__What is required__. Report each line from the listing that the string "orange" appears in.

┄┄┄┄┄┄

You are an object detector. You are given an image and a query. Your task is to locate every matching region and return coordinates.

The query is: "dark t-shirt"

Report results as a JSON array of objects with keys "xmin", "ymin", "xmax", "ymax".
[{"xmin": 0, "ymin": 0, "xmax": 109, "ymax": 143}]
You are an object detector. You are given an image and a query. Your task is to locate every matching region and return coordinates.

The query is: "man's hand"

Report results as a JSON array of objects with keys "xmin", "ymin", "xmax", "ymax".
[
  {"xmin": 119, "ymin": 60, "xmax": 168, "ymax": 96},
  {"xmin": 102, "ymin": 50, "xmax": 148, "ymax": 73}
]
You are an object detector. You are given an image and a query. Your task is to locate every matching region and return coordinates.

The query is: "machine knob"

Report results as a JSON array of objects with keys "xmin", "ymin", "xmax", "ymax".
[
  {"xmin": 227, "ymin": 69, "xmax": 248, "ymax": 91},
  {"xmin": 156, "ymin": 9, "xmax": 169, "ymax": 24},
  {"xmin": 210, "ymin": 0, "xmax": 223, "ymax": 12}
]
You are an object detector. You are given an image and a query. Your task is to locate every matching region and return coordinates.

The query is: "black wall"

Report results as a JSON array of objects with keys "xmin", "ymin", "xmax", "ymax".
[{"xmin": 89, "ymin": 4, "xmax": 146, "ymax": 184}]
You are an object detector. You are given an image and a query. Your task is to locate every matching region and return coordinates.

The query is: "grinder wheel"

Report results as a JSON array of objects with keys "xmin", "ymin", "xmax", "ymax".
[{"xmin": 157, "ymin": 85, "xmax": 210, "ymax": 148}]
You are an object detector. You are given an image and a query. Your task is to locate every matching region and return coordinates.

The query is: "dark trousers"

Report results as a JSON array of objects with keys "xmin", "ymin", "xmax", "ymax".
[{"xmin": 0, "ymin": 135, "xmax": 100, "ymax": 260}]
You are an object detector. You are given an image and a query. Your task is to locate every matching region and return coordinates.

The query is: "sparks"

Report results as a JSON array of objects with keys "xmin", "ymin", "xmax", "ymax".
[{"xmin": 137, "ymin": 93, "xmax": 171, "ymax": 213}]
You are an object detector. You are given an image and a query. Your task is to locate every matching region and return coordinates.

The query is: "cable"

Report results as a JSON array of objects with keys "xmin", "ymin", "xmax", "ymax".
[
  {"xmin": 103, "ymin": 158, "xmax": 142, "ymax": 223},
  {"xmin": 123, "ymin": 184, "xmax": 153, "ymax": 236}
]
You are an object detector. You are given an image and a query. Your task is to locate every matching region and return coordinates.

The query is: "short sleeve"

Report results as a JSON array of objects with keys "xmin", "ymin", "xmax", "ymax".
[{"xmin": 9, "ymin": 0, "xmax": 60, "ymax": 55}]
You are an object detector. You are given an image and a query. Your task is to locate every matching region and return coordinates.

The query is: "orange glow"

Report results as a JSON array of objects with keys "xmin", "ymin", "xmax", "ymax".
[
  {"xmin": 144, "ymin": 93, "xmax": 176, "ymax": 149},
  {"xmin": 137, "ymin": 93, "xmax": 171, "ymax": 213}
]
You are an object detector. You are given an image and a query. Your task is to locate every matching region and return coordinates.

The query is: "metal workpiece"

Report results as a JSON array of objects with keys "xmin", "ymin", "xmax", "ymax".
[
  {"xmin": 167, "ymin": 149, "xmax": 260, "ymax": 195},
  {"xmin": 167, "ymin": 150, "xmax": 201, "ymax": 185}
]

┄┄┄┄┄┄

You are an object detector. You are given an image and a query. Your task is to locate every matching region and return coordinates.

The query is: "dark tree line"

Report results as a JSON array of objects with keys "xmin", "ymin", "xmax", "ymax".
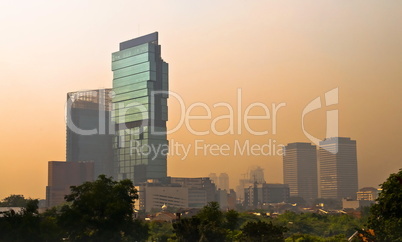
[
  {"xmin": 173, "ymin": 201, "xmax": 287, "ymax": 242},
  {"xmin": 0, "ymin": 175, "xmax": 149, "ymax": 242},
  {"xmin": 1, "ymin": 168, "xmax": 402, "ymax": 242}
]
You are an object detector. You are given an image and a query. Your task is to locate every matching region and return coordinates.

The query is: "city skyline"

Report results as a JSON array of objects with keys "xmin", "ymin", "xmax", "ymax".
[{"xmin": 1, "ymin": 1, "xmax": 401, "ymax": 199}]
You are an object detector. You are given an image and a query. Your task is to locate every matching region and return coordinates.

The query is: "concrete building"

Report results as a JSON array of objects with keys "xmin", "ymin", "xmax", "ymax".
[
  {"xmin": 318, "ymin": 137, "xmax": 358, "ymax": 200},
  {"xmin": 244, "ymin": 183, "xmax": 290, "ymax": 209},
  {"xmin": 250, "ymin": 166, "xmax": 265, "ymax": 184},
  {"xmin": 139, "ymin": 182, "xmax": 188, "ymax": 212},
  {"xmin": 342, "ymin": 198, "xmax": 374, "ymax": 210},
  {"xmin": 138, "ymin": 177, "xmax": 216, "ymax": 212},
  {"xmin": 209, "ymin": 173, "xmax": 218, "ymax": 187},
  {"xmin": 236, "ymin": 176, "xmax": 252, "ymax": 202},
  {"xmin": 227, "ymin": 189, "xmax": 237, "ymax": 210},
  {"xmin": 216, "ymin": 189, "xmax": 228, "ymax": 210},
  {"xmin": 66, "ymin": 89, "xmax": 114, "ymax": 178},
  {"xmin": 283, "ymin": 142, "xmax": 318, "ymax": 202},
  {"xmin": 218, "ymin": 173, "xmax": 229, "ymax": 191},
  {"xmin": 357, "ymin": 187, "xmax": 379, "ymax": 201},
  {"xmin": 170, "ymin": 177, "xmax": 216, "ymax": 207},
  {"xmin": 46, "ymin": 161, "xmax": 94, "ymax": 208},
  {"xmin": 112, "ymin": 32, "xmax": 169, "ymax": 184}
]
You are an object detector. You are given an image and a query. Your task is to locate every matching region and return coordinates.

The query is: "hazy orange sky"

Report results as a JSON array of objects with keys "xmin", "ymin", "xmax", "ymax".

┄┄┄┄┄┄

__Written solution__.
The query is: "orange glow"
The query is: "hazy orange sky"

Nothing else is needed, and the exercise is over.